Extracted data entries:

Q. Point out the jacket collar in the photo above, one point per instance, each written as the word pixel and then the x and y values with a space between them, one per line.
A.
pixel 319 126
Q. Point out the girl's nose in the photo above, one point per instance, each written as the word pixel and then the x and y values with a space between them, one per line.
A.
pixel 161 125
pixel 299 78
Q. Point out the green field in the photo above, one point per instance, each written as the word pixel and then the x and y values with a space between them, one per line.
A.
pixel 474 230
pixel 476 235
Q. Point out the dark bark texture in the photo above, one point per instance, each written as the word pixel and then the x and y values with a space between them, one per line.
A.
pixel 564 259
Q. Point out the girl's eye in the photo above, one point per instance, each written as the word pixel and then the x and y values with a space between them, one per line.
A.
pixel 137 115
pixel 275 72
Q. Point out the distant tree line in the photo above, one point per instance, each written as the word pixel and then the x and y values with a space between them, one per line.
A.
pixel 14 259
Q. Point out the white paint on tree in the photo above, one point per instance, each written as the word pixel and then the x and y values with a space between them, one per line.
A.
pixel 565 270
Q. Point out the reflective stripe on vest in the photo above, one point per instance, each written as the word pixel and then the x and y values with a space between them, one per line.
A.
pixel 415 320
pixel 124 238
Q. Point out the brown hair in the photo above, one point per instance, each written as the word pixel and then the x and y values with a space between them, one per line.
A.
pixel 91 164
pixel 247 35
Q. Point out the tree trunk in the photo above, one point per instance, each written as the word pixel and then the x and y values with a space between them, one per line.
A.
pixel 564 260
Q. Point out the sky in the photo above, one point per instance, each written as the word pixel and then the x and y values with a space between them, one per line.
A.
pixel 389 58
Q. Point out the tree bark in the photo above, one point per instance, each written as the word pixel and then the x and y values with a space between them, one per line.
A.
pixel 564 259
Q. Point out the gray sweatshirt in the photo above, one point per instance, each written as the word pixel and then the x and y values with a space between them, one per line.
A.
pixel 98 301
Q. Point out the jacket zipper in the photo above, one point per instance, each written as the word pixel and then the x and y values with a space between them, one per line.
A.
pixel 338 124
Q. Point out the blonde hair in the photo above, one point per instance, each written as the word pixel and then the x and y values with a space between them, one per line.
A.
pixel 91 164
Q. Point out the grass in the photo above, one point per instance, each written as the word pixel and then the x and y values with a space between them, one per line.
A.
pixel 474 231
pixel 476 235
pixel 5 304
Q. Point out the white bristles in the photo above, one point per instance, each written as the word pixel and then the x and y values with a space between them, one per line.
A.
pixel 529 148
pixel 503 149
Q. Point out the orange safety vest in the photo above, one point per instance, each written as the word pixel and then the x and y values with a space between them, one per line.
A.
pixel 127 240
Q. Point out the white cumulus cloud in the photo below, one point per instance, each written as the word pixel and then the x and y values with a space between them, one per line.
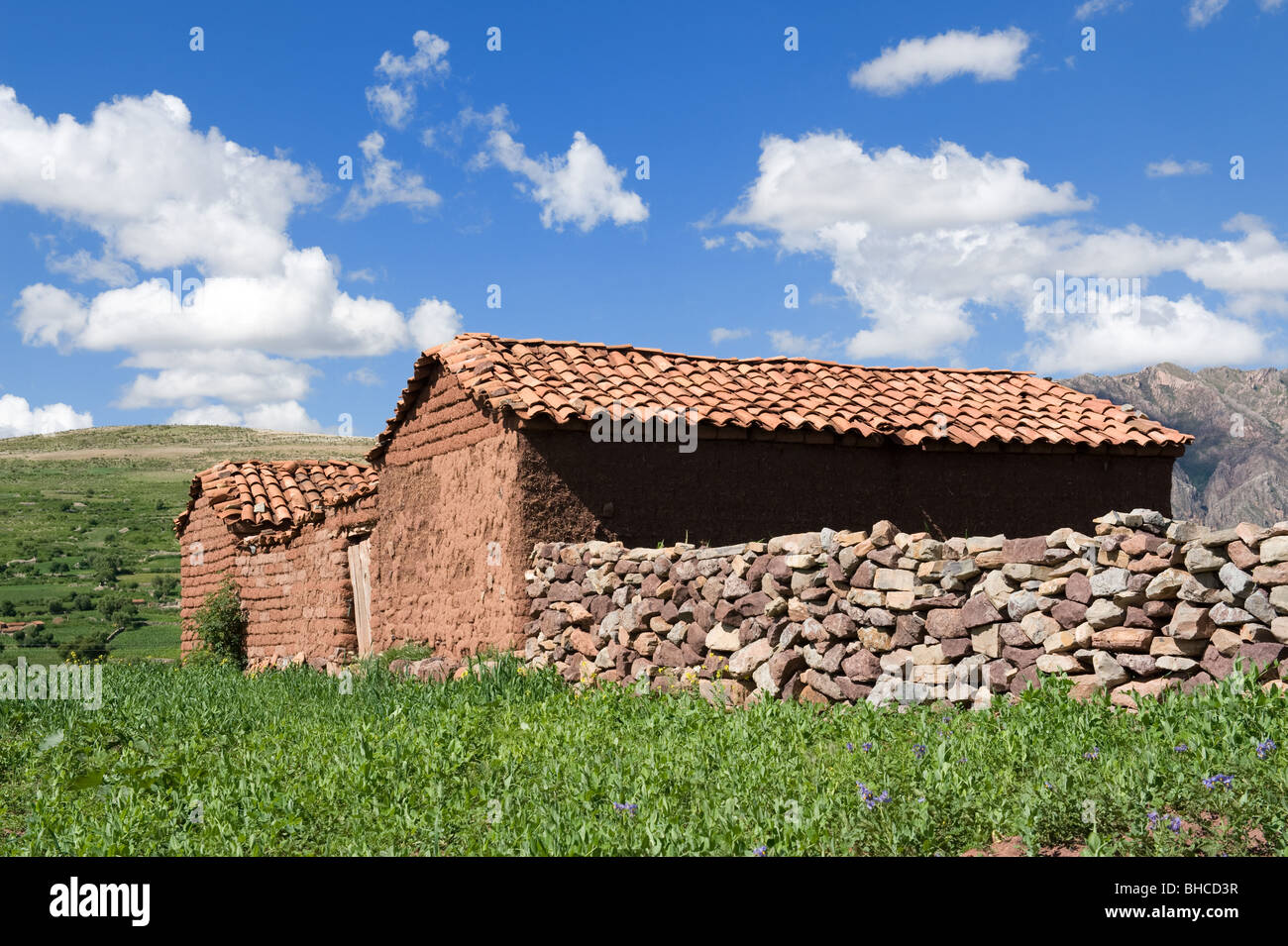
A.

> [What is being asked]: Format all of the data above as a numbered list with one line per number, skipping any blank lines. Leave the pictures out of your answer.

> [Expected answer]:
1. Q. Point out the jacket collar in the photo above, one point per instance, each written as the word pixel and then the x and y values with a space between them, one per line.
2. A.
3. pixel 319 126
4. Q. Point out the girl's nose in the photo above, one point per instance, each written as the word pixel and then the x and y values with a space between them, one per line.
5. A.
6. pixel 161 125
7. pixel 299 78
8. Q. Point out the green field in the photo above, one point per instance, each written as the word pixel and then the x and y values with a space between them, one per line.
9. A.
10. pixel 474 230
11. pixel 476 235
12. Q. Point out the dark bark texture in the photo above, one point per instance, each written as the word pixel and then the x and y values with a space between them, one per line.
13. A.
14. pixel 564 259
15. Q. Point out the girl's eye in the photo above, one point per instance, each written as the word pixel and then the x and y values with a space between them, one per line.
16. A.
17. pixel 137 115
18. pixel 275 72
19. Q. Point out the distant tree line in the photo above, one point per instance, each written as the word pixel and then the x and y values with a space between them, one per line.
20. A.
21. pixel 14 259
22. Q. Point out the white paint on tree in the photo above, one point per instance, each written as the word pixel and then the x and y values with a space between them, one per line.
23. A.
24. pixel 565 270
25. Q. Point out the reflective stripe on vest in the photo above, one point per instance, each written as the word pixel and then the x and y values with a space between them, one per line.
26. A.
27. pixel 415 320
28. pixel 124 238
29. Q. Point out the brown hair in the photo above, one point per instance, each written as the word pixel and then the x and y values with a space between them, one per line.
30. A.
31. pixel 91 164
32. pixel 247 35
33. Q. Point out the tree trunk in the photo above, one point per instance, each written as the word pixel and then the x and y values with a space between them, one per line.
34. A.
35. pixel 564 260
36. Q. Point out the sky in the photo above, one point per instance, each written as the word pixel and then the x and y values with a space between them, one per line.
37. A.
38. pixel 389 58
39. Q. Point out the tree bark in the photo above, one point per instance, each written as the word pixel and then the x and y values with a space between them, one per line.
40. A.
41. pixel 564 259
42. Q. Point out the gray sweatshirt in the photo above, one point per instance, each written as the word pixel and then the x and y values with a space between them, one per line.
43. A.
44. pixel 98 301
45. Q. Point out the jacket zipper in the photo above, one point per instance, each written as the word pixel and then the x and y values with a space between them, one per line.
46. A.
47. pixel 338 124
48. Q. Point out the blonde hair in the photo above, one point per instance, each written as the word pixel and then the x and y values with a space between them, one per line.
49. A.
50. pixel 91 164
51. Q. Point out the grass in the photo above, one point per instance, each written as the word pixel and then the x and y values with a space between them, one per line.
52. A.
53. pixel 474 231
54. pixel 476 235
55. pixel 5 304
56. Q. Point out the white bristles in the photo above, one point per instance, each written as the word pixel and then the x and y values with a space between them, one per line.
57. A.
58. pixel 529 148
59. pixel 503 149
60. Q. Point out the orange safety vest in the photo above, one point per instance, each written as the word pixel and then the x and y values with a space between them, one per line.
61. A.
62. pixel 127 240
63. Q. Point out the white cumulus cloud in the photo below, one point per instance, each written as the word pixel and then the x and y values with a space between them, one per line.
64. A.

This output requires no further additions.